The answer is the line with "of the flat" and every line after it to the end of the listing, retyped exactly. Pictures do not belong in it.

------ Dataset content ------

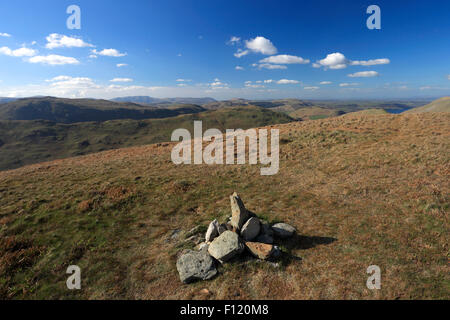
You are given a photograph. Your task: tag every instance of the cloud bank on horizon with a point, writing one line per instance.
(266, 59)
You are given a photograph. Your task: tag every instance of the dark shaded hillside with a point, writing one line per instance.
(84, 110)
(28, 142)
(156, 101)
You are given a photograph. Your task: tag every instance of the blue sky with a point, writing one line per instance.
(225, 49)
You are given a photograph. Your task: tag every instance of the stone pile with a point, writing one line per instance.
(223, 242)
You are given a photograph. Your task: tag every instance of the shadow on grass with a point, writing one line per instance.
(302, 243)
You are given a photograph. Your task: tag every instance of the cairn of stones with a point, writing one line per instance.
(224, 242)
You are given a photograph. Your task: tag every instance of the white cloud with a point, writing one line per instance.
(284, 59)
(338, 61)
(53, 60)
(218, 84)
(121, 80)
(261, 45)
(109, 53)
(21, 52)
(334, 61)
(364, 74)
(233, 41)
(286, 81)
(370, 62)
(59, 78)
(311, 88)
(241, 53)
(270, 66)
(249, 85)
(55, 40)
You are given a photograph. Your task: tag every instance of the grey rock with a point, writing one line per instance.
(283, 230)
(193, 231)
(264, 238)
(194, 266)
(226, 246)
(203, 246)
(251, 229)
(239, 214)
(213, 231)
(222, 228)
(266, 229)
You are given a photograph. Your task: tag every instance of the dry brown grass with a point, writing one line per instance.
(360, 189)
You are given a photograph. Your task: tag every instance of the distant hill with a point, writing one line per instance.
(440, 105)
(368, 112)
(83, 110)
(6, 100)
(156, 101)
(27, 142)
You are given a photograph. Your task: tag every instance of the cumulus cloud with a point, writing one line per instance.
(121, 80)
(284, 59)
(109, 53)
(218, 84)
(338, 61)
(53, 60)
(370, 62)
(269, 66)
(286, 81)
(311, 88)
(22, 52)
(55, 40)
(241, 53)
(261, 45)
(233, 41)
(364, 74)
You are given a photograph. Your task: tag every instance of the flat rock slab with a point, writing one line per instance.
(251, 229)
(196, 265)
(212, 232)
(283, 230)
(239, 214)
(262, 251)
(226, 246)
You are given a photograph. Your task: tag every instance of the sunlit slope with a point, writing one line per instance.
(360, 190)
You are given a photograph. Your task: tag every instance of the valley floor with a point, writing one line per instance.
(360, 189)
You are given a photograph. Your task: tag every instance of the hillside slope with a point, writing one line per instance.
(361, 190)
(440, 105)
(83, 110)
(27, 142)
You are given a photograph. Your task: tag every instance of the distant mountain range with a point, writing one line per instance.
(84, 110)
(152, 101)
(440, 105)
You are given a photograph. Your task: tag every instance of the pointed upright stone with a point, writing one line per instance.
(239, 214)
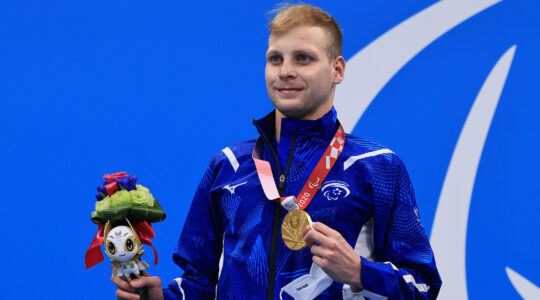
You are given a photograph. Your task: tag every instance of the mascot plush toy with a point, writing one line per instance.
(124, 211)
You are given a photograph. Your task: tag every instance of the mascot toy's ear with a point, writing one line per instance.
(137, 240)
(106, 229)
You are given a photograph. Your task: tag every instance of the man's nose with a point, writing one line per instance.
(287, 70)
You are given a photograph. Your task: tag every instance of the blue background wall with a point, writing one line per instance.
(156, 88)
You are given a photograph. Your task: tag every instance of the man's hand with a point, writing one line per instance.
(334, 255)
(126, 290)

------

Output of the exercise
You are given a photograph. Your task: tag every instance of the flat rock slab with a point, writing one line per instance.
(251, 229)
(196, 265)
(212, 232)
(283, 230)
(239, 214)
(262, 251)
(226, 246)
You are given a photograph. Your task: tag every instance of the sunlit slope with a point, writing one line per instance.
(360, 190)
You are given a photograph. Your task: tag every instance of the valley floor with a point, writing one line per instance.
(360, 189)
You are given a photograph. Your task: tag every instance of the hillside slope with a point, writing one line per instance.
(361, 190)
(440, 105)
(83, 110)
(27, 142)
You are given a photograph. Your task: tag every instance of the distant mountain range with a point, writing one line per instance.
(84, 110)
(152, 101)
(440, 105)
You are given a photograph. Your task: tag every instance of the pointed upright stone with a point, writing one line per instance.
(239, 214)
You are given a photograph. Your task: tag every instance of the mascot plush toy with a point, writing one line per instance.
(124, 211)
You are given a photograph. Your task: tag every instance of the mascot toy's ear with a point, writing one line per instance.
(137, 240)
(106, 229)
You are given a photograph. Your task: tag every instance of the man's nose with a point, writing one line per instance.
(287, 70)
You are given a photograph. Your task: tag every instance of the blue background wall with a point, writing one line per instance.
(156, 88)
You are given a photograph. Your task: tag every instance of the man's hand with a point, writing one line per instance.
(334, 255)
(126, 290)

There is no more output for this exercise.